- What is being asked -
Nothing but an exact repetition of the entries should appear in the answer.

[Region pointing data]
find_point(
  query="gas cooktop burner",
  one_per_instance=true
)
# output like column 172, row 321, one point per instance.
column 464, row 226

- Output of the task -
find_point(
  query="gas cooktop burner",
  one_per_instance=true
)
# output like column 172, row 321, one point per instance.
column 464, row 226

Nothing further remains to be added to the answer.